— WORK REQUIRED —
Extract each record and reproduce it exactly.

___ RECORD LIST ___

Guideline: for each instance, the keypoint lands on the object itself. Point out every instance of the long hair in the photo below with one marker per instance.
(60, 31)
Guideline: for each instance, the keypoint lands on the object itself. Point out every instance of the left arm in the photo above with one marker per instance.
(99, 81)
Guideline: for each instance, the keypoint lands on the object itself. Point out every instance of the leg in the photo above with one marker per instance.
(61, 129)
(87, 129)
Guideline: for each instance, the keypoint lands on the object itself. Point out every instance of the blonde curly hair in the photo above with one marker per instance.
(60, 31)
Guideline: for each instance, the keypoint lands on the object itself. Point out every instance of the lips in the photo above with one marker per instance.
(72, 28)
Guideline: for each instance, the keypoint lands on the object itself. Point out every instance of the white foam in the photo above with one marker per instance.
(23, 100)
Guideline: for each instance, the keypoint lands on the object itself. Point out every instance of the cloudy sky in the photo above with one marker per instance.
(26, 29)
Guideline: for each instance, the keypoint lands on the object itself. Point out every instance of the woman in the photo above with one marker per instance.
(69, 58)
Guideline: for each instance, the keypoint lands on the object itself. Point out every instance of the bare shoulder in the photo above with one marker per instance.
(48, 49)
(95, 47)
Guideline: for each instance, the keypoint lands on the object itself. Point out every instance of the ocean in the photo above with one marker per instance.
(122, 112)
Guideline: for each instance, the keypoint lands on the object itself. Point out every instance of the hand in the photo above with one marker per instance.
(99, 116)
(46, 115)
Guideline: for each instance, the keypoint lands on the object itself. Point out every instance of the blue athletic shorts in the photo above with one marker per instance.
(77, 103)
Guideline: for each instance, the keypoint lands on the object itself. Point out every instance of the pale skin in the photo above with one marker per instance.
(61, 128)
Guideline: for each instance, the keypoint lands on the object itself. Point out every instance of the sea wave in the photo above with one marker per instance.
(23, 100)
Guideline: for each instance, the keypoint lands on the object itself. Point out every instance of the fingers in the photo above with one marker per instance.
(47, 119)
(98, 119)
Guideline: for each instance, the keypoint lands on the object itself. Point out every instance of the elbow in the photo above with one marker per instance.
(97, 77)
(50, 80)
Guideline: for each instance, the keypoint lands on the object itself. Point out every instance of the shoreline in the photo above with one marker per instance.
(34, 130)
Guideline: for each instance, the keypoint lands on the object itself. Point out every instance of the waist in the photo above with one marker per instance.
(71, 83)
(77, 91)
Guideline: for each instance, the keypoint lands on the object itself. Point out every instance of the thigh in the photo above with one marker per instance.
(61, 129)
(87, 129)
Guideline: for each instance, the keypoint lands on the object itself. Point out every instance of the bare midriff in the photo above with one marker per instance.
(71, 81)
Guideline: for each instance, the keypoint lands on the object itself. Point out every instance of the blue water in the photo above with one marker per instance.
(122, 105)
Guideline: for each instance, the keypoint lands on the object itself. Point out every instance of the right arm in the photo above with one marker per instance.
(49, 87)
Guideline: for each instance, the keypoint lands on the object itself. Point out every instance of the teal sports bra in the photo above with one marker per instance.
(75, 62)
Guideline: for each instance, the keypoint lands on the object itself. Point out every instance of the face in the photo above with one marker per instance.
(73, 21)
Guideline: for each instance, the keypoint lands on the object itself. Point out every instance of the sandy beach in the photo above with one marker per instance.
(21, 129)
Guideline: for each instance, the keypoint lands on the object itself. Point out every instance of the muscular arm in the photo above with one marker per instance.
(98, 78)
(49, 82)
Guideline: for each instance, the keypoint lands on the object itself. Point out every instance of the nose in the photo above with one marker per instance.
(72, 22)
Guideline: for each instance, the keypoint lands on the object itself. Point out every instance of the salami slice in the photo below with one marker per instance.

___

— RESPONSE TO THE EXERCISE —
Guideline: for each instance, the keypoint lands on the object itself. Point out every instance of the long hair in the photo below with one marker per instance.
(60, 31)
Guideline: for each instance, the keypoint lands on the object itself. Point out every instance of the left arm in the photo above with one marker per instance.
(99, 81)
Guideline: for each instance, the keypoint lands on the object itself. Point out every instance of the leg in the photo above with one marker per instance.
(61, 129)
(87, 129)
Guideline: for each instance, the keypoint lands on the object itself. Point out every instance of the blonde curly hair in the photo above with one marker per instance.
(60, 31)
Guideline: for each instance, the keypoint lands on the object itself. Point out every instance of the lips in the photo above with one marker per instance.
(72, 28)
Guideline: for each instance, the keypoint lands on the object itself. Point out every instance of the white foam in the photo above with one marker per instance.
(23, 100)
Guideline: for each instance, the keypoint lands on the object itself. Point out every instance of the cloudy sky in the photo above with one marker per instance.
(26, 29)
Guideline: for each instance, the keypoint lands on the object itself. Point out every instance of the woman in the photo above with one marker per instance.
(69, 58)
Guideline: for each instance, the keypoint lands on the object itself. Point out every instance of the bare shoulder in the photo above with one marker per instance.
(48, 49)
(95, 47)
Guideline: for each instance, the keypoint lands on the object itself. Point out every instance of the ocean in the photo above with one marker per instance.
(122, 112)
Guideline: for each instance, the keypoint lands on the object itself. Point out every instance of the hand in the photo above with one marker per instance.
(99, 116)
(46, 115)
Guideline: for each instance, the keypoint lands on the object itself. Point out every instance of the blue athletic shorts in the photo above with one marker per instance.
(77, 103)
Guideline: for each instance, the keypoint lands on the object itself. Point out every instance of the pale skin in the photo above with one marker per instance.
(61, 128)
Guideline: for each instance, the keypoint lands on the object itself. Point out every instance of the sea wave in the photo above with one marker per instance.
(23, 100)
Guideline: for each instance, the keypoint lands on the object itself. Point out every instance of the fingers in the photo above with one marker per instance.
(47, 119)
(98, 119)
Guideline: for each instance, the keypoint lands on the object itself. Point out every instance of the elbow in the photo above with one marker per instance.
(97, 77)
(50, 80)
Guideline: for each instance, the keypoint lands on the object itself. Point out every instance of the shoreline in the photo above with one marker per instance.
(34, 130)
Guideline: for each instance, the keypoint lands on the object itself. Point out every instance of the waist in the photo above with one marker per instance.
(71, 83)
(77, 91)
Guideline: for each instance, the keypoint lands on the object itself. Point out every instance of the thigh in the photo above with one marker per instance.
(61, 129)
(87, 129)
Guideline: for each instance, the keypoint lands on the object itself. Point out every instance of the bare midriff in the photo above with one marker per instance.
(71, 81)
Guideline: for each instance, the keypoint lands on the object itself. Point out every instance of the blue water in the photo above with one marker per instance.
(122, 105)
Guideline: for each instance, the keypoint lands on the object itself. Point out every instance of the right arm in the photo above with one marker per instance.
(49, 87)
Guideline: for each instance, the keypoint lands on the object itself. Point out every instance of the teal sports bra in the photo above with one marker per instance.
(75, 62)
Guideline: for each instance, the keypoint lands on the object itself. Point out every instance of the face in the photo above with one marker per instance.
(73, 21)
Guideline: for each instance, the keypoint lands on the object itself. Point out every instance of the sandy beach in the photo above with one marker per instance.
(21, 129)
Guideline: for each instance, the keypoint lands on the object itself. Point out every instance of the muscular arm in the photo above with one marker per instance.
(98, 78)
(49, 82)
Guideline: for each instance, the keypoint lands on the object itself. Point out every instance of the nose in the photo above with one marker per instance.
(72, 22)
Guideline: for each instance, the keypoint lands on the object itself. Point out every instance of the salami slice in the photo below with one marker per instance.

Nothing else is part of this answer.